GOAL OF THE EXERCISE: Lines to restate from the data below: from the one containing "negative clicks: (571, 237) (582, 173)" to the one containing "172L545 182L555 228L552", both included. Give them again exactly, and only them.

LISTED RECORDS:
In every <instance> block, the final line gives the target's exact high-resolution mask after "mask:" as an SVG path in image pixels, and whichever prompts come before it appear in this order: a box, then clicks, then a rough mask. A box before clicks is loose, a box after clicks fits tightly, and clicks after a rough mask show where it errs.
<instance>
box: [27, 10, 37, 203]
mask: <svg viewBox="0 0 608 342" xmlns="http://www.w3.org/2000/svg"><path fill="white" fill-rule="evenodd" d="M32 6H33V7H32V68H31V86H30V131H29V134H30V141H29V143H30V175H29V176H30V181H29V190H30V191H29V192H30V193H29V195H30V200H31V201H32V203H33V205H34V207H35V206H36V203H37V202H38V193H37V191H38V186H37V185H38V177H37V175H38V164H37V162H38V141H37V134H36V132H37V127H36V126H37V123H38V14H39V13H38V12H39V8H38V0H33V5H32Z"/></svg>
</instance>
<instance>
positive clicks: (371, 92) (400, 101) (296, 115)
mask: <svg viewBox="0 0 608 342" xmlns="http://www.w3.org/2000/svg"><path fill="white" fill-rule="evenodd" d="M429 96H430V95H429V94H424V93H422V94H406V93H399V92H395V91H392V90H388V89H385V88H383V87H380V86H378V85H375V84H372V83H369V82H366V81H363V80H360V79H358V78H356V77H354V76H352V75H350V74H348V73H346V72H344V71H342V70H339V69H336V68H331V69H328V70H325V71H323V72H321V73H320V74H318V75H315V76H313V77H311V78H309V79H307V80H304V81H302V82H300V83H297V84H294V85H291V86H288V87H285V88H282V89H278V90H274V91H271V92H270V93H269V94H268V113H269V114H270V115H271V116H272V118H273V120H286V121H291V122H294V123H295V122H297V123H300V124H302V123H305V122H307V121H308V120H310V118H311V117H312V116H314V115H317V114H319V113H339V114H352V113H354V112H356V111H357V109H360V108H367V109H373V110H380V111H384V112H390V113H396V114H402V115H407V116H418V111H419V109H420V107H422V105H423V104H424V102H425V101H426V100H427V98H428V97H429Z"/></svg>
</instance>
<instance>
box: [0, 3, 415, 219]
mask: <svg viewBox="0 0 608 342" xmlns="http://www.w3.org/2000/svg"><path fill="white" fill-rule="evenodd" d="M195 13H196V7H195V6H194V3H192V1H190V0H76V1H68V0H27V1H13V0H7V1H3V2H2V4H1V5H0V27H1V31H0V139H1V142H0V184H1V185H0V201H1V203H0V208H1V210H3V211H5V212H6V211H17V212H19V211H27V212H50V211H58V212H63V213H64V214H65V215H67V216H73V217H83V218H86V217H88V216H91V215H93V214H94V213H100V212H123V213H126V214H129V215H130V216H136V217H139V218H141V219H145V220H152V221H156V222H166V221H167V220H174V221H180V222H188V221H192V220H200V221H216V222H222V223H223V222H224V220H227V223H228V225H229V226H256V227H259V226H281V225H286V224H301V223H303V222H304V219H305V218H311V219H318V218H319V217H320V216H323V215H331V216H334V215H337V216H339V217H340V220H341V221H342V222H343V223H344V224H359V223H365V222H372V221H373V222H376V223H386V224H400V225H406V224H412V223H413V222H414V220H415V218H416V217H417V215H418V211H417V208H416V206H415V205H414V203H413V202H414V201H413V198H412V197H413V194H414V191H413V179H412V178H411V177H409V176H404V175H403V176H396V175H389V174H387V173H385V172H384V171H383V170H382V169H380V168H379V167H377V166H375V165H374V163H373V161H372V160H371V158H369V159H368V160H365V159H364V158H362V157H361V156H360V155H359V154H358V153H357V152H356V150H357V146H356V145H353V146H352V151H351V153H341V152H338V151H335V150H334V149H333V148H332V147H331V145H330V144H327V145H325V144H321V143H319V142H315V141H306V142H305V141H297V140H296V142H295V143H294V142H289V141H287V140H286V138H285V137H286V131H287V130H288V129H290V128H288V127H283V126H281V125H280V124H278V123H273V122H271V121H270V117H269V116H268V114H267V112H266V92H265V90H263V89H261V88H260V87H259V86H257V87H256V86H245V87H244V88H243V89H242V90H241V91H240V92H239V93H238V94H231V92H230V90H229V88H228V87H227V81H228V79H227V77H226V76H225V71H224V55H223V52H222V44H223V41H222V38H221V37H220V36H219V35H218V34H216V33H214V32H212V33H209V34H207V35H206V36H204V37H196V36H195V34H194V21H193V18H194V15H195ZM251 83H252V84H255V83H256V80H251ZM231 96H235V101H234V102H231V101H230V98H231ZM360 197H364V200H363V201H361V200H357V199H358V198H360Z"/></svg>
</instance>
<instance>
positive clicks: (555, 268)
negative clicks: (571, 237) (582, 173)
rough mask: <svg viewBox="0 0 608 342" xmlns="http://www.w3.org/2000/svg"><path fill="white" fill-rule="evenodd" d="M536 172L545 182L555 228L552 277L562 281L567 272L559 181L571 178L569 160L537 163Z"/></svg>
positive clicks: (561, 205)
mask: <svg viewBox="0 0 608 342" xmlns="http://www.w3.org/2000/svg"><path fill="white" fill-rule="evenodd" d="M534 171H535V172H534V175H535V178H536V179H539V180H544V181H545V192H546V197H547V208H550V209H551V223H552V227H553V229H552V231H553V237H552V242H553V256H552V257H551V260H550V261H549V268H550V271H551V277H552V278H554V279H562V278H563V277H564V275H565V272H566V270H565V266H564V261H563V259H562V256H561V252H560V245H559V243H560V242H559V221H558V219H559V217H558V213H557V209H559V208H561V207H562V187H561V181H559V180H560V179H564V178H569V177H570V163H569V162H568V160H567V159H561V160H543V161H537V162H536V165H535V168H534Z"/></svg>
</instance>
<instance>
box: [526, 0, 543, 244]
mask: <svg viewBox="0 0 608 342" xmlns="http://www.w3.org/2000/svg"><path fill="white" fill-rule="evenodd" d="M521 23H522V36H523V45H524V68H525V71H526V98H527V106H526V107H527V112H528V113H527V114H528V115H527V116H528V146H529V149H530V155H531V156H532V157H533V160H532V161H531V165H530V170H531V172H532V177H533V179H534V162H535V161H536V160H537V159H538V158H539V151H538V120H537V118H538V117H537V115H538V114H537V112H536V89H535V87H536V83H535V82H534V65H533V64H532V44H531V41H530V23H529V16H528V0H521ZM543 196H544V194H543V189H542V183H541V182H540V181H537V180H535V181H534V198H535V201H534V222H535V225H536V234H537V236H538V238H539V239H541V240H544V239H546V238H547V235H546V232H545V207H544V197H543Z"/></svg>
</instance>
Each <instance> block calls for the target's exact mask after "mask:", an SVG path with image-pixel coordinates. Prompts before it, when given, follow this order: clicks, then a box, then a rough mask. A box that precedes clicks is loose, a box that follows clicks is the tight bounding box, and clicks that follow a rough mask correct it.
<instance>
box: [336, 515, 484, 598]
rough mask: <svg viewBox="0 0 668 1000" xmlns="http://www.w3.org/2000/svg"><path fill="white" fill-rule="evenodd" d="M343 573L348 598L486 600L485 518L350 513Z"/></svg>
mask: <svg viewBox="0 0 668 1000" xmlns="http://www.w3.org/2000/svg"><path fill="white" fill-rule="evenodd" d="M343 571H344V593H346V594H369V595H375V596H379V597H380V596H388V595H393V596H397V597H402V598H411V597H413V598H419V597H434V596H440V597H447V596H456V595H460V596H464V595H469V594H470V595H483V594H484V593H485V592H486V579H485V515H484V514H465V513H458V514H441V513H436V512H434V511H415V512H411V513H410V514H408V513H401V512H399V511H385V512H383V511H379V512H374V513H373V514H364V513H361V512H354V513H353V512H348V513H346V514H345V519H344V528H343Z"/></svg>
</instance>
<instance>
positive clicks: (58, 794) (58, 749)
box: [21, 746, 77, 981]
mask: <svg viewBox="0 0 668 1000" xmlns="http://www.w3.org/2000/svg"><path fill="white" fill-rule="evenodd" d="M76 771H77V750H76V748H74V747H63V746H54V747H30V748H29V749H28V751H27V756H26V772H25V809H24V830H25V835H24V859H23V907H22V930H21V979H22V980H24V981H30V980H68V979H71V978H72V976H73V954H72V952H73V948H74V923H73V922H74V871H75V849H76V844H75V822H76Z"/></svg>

EXERCISE RESULT:
negative clicks: (571, 237) (582, 173)
rough mask: <svg viewBox="0 0 608 342" xmlns="http://www.w3.org/2000/svg"><path fill="white" fill-rule="evenodd" d="M536 172L545 182L555 228L552 277L562 281L567 272L559 181L571 178L569 160L537 163Z"/></svg>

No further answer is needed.